:: EXERCISE MATERIALS ::
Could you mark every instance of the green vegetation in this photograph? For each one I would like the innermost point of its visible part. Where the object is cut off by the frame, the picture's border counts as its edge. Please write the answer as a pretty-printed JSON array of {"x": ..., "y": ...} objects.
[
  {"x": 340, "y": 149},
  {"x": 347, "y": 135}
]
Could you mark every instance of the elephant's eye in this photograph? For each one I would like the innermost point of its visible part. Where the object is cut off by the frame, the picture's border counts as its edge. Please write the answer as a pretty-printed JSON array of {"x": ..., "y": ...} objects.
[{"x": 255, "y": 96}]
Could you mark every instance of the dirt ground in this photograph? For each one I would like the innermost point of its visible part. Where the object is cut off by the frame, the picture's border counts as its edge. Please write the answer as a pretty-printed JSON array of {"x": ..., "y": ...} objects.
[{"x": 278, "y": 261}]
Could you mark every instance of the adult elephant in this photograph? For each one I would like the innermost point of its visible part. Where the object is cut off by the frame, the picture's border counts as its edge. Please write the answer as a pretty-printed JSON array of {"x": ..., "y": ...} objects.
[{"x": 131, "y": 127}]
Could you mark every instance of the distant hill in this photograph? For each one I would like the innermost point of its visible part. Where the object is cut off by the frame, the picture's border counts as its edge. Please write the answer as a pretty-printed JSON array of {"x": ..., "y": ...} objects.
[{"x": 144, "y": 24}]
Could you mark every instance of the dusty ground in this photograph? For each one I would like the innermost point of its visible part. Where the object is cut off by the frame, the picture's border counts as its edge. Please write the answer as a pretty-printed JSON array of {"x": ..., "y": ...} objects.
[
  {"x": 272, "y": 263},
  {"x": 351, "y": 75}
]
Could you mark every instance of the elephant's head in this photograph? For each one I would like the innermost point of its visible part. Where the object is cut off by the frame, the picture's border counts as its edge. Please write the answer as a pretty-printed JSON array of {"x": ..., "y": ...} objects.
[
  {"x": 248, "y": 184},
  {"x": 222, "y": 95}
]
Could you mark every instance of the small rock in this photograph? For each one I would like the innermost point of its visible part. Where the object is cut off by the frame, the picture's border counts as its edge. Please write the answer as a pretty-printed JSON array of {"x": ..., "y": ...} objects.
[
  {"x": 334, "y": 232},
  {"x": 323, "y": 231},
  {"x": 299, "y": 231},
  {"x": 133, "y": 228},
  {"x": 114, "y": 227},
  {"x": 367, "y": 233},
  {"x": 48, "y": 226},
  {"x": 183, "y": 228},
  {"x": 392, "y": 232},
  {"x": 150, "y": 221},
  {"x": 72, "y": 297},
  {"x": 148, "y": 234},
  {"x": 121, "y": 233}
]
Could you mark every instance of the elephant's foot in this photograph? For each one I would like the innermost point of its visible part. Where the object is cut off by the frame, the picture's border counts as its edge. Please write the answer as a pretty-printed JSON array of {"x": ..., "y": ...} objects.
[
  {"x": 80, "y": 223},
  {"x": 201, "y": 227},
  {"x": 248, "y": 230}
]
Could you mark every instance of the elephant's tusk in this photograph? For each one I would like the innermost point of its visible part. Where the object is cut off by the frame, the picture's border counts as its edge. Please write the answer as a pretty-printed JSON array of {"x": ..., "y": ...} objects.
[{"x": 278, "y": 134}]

:: YOUR OBJECTIVE ::
Produce the material again exactly as it is shown above.

:: RESPONSE AREA ::
Could you mark every instance of the green vegetation in this photograph? For each one I would like the innermost point of its visible part. Where the object is cut off by the frame, the picture's border counts as its edge. Please write the answer as a pretty-printed JSON array of {"x": ..., "y": ...} objects.
[
  {"x": 340, "y": 149},
  {"x": 347, "y": 135}
]
Could you mark every instance of the elephant's eye in this photograph? For each one I would like the innermost point of its visible part. Where the object is cut off by the frame, the picture's border counts as its edge. Please write the answer as a pretty-printed JSON array of {"x": ..., "y": ...} objects.
[{"x": 255, "y": 96}]
Could you mark every instance of the dirt ground in this photograph? For each one I would like the innermost point of its visible part. Where the object is cut off by the frame, the picture's border counts as its edge. Please write the answer as a pretty-printed JSON array of {"x": ..., "y": ...} objects.
[{"x": 278, "y": 261}]
Could you mark every instance of the adult elephant in this photograph? For each one I would like the innermost point of its visible part. Where the object is cut off by the frame, the picture's border counts as its edge. Please write the answer as a pretty-printed JSON array of {"x": ..., "y": ...} objects.
[{"x": 131, "y": 127}]
Could you mark every instance of the distant hill in this photograph? For each one I would like the innermost point of its visible part. Where the object is cut off by the frame, the picture's border counts as its edge. Please write the answer as a pretty-printed JSON array of {"x": ..., "y": ...} objects.
[{"x": 144, "y": 24}]
Could you mark every instance of the dusty ground in this photograph? For each one I would like the innermost point of its visible part. Where the object is cut off by the frame, the picture's border counts as its edge. Please write the answer as a pretty-printed JSON array of {"x": ..., "y": ...} objects.
[
  {"x": 272, "y": 263},
  {"x": 351, "y": 75}
]
Could you mark every instance of the elephant's head in this photograph? For each one I would like the innermost point of its visible part. Where the object is cut off by the frame, the picture's border counts as its edge. Please write the answer as a pretty-printed JSON array of {"x": ..., "y": ...} objects.
[
  {"x": 248, "y": 184},
  {"x": 222, "y": 95}
]
Could you mark every instance of the small rock in this photograph? For each one I would like the innermost point of its visible part. Where the object is cut off by the frame, the picture's border counts as its edge. Please write the answer as a pretty-printed JSON array of {"x": ..., "y": ...} objects.
[
  {"x": 334, "y": 232},
  {"x": 323, "y": 231},
  {"x": 299, "y": 231},
  {"x": 133, "y": 228},
  {"x": 114, "y": 227},
  {"x": 367, "y": 233},
  {"x": 48, "y": 226},
  {"x": 183, "y": 228},
  {"x": 392, "y": 232},
  {"x": 150, "y": 221},
  {"x": 72, "y": 297},
  {"x": 148, "y": 234},
  {"x": 121, "y": 233}
]
Could you mark every instance of the elephant's foot in this photograph? For each one I would like the innermost point of its visible part. Where the object is cut off by the frame, the picture's border counts as its edge. Please write the answer as a pretty-printed JSON array of {"x": ..., "y": ...} objects.
[
  {"x": 80, "y": 223},
  {"x": 201, "y": 227},
  {"x": 248, "y": 230}
]
Could you mark every instance of the elephant's tusk in this photograph? For each one I would like the innermost point of its visible part. Where the object is cut off by the frame, the picture's border counts as its edge. Please write the answer as a pretty-printed JSON array of {"x": ..., "y": ...} objects.
[{"x": 278, "y": 134}]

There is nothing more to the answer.